▸ **Records for this task**:
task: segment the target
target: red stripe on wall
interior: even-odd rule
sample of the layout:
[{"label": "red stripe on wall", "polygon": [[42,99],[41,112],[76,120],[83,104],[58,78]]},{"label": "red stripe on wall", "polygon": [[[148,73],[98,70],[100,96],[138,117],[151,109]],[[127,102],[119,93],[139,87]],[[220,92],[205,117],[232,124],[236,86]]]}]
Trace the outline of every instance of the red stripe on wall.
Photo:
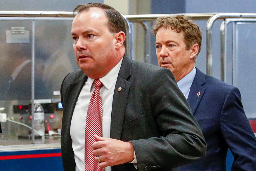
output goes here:
[{"label": "red stripe on wall", "polygon": [[252,131],[254,132],[256,132],[256,120],[249,120],[249,122],[251,124],[252,128]]},{"label": "red stripe on wall", "polygon": [[41,157],[61,157],[61,153],[48,153],[46,154],[26,154],[24,155],[15,155],[0,156],[0,160],[29,158],[40,158]]}]

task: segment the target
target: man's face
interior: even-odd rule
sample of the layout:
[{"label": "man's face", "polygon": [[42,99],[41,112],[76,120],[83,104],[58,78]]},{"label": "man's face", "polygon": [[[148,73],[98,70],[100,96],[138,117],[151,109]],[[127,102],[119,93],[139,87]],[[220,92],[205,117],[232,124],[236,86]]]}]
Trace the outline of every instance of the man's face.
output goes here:
[{"label": "man's face", "polygon": [[105,75],[117,60],[115,34],[110,32],[108,24],[104,11],[97,8],[79,13],[72,23],[73,50],[77,64],[94,79]]},{"label": "man's face", "polygon": [[186,49],[182,32],[160,28],[156,35],[155,47],[158,65],[169,69],[177,81],[194,66],[194,56]]}]

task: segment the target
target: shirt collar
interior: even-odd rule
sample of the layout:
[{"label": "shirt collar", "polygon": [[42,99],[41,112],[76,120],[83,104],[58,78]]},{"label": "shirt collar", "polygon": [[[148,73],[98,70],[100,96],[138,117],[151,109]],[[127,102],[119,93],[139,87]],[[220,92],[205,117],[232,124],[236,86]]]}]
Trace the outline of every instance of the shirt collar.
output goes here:
[{"label": "shirt collar", "polygon": [[[99,80],[102,83],[103,85],[108,90],[109,90],[112,84],[117,79],[123,58],[123,57],[119,62],[105,76],[99,79]],[[89,84],[89,87],[90,88],[90,91],[91,91],[92,86],[94,80],[94,79],[88,77],[87,81]]]},{"label": "shirt collar", "polygon": [[184,95],[190,89],[196,73],[196,70],[194,67],[192,70],[177,83],[178,86]]}]

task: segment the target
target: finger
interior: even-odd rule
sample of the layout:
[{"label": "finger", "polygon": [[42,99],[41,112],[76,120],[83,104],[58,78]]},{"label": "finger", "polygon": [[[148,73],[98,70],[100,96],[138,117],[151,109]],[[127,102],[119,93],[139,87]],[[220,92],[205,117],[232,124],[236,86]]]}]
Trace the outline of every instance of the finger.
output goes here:
[{"label": "finger", "polygon": [[93,150],[92,154],[94,156],[101,156],[103,154],[102,150],[101,149],[99,149]]},{"label": "finger", "polygon": [[96,135],[94,135],[94,136],[93,136],[94,137],[94,138],[95,138],[95,139],[96,141],[105,141],[105,140],[107,140],[109,139],[107,138],[103,138],[103,137],[101,137],[98,136]]},{"label": "finger", "polygon": [[108,166],[108,163],[106,161],[103,161],[98,163],[98,165],[102,168],[104,168],[107,166]]},{"label": "finger", "polygon": [[92,143],[91,147],[94,149],[101,148],[103,146],[103,141],[96,141]]},{"label": "finger", "polygon": [[96,156],[94,158],[94,159],[95,161],[97,163],[101,163],[101,162],[103,162],[104,161],[103,159],[103,158],[101,156]]}]

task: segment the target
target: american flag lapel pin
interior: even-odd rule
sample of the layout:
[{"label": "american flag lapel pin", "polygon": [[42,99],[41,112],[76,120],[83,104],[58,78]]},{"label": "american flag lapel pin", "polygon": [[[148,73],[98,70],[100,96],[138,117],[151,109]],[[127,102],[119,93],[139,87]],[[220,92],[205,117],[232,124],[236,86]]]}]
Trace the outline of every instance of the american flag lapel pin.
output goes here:
[{"label": "american flag lapel pin", "polygon": [[200,93],[201,93],[201,92],[197,92],[197,97],[199,97],[199,96],[200,95]]}]

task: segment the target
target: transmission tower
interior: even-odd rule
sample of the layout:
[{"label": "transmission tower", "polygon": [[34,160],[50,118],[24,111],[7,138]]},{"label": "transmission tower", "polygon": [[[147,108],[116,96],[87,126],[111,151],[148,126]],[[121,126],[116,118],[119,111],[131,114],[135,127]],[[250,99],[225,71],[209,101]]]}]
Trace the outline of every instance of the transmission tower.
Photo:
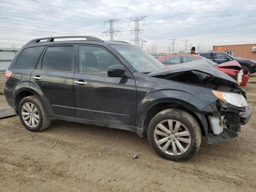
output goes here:
[{"label": "transmission tower", "polygon": [[140,42],[144,40],[144,39],[140,39],[139,37],[140,34],[142,34],[144,31],[144,29],[140,28],[140,21],[143,21],[145,23],[145,18],[146,16],[142,16],[141,17],[134,17],[129,18],[129,25],[130,25],[130,22],[134,22],[134,29],[130,31],[131,34],[134,35],[134,39],[130,41],[134,41],[134,45],[137,47],[140,46]]},{"label": "transmission tower", "polygon": [[175,41],[178,40],[178,39],[172,39],[172,43],[171,43],[170,45],[171,45],[172,47],[172,54],[173,54],[174,53],[174,52],[176,50],[175,50],[175,46],[176,45],[178,45],[178,43],[175,43]]},{"label": "transmission tower", "polygon": [[109,19],[102,21],[104,22],[104,26],[106,23],[109,23],[109,29],[102,32],[102,35],[104,33],[107,36],[109,36],[110,41],[114,41],[114,36],[116,36],[120,32],[122,34],[122,31],[114,29],[114,23],[117,22],[117,25],[118,25],[118,21],[120,19]]},{"label": "transmission tower", "polygon": [[184,49],[184,51],[186,53],[188,52],[188,42],[189,42],[190,40],[186,39],[183,41],[185,42],[185,49]]}]

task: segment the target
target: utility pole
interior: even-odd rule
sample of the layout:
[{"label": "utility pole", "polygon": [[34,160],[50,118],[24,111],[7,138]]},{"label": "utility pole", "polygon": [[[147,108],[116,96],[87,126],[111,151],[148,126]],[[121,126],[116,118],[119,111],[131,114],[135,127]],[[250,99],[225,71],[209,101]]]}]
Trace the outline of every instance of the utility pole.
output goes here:
[{"label": "utility pole", "polygon": [[108,20],[102,21],[104,22],[104,26],[105,26],[106,23],[109,23],[109,29],[105,31],[104,32],[102,32],[102,34],[103,33],[105,33],[107,36],[109,35],[110,41],[114,41],[114,35],[115,36],[116,36],[119,32],[121,32],[121,34],[122,34],[122,31],[114,29],[114,23],[117,22],[117,25],[118,25],[118,21],[120,19],[109,19]]},{"label": "utility pole", "polygon": [[190,44],[190,50],[191,50],[191,49],[192,48],[192,43],[190,43],[189,44]]},{"label": "utility pole", "polygon": [[142,34],[144,31],[144,30],[140,28],[140,21],[143,21],[145,23],[145,18],[146,16],[142,16],[141,17],[134,17],[129,18],[129,25],[130,25],[130,22],[134,22],[134,29],[130,31],[131,34],[134,35],[134,39],[130,41],[134,41],[134,45],[137,47],[140,46],[140,42],[144,41],[144,40],[140,38],[140,34]]},{"label": "utility pole", "polygon": [[143,40],[141,42],[141,49],[142,49],[142,46],[143,46],[143,42],[145,42],[145,43],[147,42],[146,41],[144,41],[144,40]]},{"label": "utility pole", "polygon": [[16,54],[16,49],[15,49],[15,46],[14,43],[13,44],[13,47],[14,48],[14,53],[15,54]]},{"label": "utility pole", "polygon": [[198,43],[197,44],[197,50],[198,50],[198,52],[200,52],[200,45],[201,45],[202,43]]},{"label": "utility pole", "polygon": [[175,41],[178,40],[178,39],[172,39],[172,43],[171,44],[171,45],[172,46],[172,54],[173,54],[174,53],[174,52],[176,50],[175,50],[175,46],[176,45],[178,45],[178,43],[175,43]]},{"label": "utility pole", "polygon": [[[189,41],[190,41],[190,40],[188,39],[185,40],[183,41],[184,42],[185,42],[185,49],[184,50],[184,51],[186,53],[188,52],[188,42],[189,42]],[[190,44],[190,46],[191,45],[191,44]]]}]

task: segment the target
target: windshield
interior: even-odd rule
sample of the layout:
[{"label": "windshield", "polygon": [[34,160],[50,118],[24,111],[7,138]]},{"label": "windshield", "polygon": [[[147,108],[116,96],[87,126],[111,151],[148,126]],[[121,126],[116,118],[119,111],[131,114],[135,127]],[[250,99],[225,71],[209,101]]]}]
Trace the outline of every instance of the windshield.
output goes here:
[{"label": "windshield", "polygon": [[216,63],[212,61],[212,60],[210,60],[209,59],[207,59],[207,58],[206,58],[205,57],[202,57],[202,56],[201,56],[200,55],[198,55],[197,56],[198,56],[198,58],[200,58],[200,59],[204,59],[204,60],[205,60],[207,62],[208,62],[209,63],[210,63],[212,65],[214,66],[214,65],[217,65],[217,63]]},{"label": "windshield", "polygon": [[149,73],[164,67],[161,62],[138,47],[125,45],[112,46],[140,73]]}]

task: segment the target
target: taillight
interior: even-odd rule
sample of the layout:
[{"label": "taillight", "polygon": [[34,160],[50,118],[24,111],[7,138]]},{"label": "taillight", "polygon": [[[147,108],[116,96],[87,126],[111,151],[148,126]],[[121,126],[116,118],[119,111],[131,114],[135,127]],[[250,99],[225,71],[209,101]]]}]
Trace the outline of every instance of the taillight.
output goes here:
[{"label": "taillight", "polygon": [[6,70],[5,72],[5,80],[6,82],[7,81],[11,76],[12,76],[12,71],[10,71],[10,70]]}]

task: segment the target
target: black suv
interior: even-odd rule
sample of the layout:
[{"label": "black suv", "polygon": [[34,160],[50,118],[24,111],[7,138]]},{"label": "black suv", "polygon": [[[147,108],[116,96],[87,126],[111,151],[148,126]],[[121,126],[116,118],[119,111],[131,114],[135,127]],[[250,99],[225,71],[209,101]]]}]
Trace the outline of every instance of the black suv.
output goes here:
[{"label": "black suv", "polygon": [[[78,37],[86,40],[54,41]],[[236,80],[204,60],[187,63],[165,67],[130,44],[91,36],[36,39],[13,59],[4,92],[30,131],[54,119],[129,130],[182,160],[202,135],[208,143],[237,136],[252,112]]]},{"label": "black suv", "polygon": [[251,59],[246,59],[232,56],[224,52],[205,52],[198,54],[203,57],[210,59],[218,64],[235,60],[237,61],[243,68],[244,73],[247,74],[256,72],[256,61]]}]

▸ **Required work**: Rewrite the material from its first line up to and including the line with "Trace the outline of every instance of the red", changing "even-odd rule" to "nonzero rule" and leaving everything else as it is.

▸ **Output of the task**:
task: segment the target
target: red stripe on wall
interior: nonzero rule
sample of the layout:
[{"label": "red stripe on wall", "polygon": [[42,99],[41,112],[76,120],[83,104],[58,78]]},{"label": "red stripe on wall", "polygon": [[[148,73],[98,70],[100,96],[138,117],[151,109]],[[127,102],[119,93],[139,87]],[[220,92],[205,117],[232,124],[236,86]]]}]
Trace the outline of every instance of the red stripe on wall.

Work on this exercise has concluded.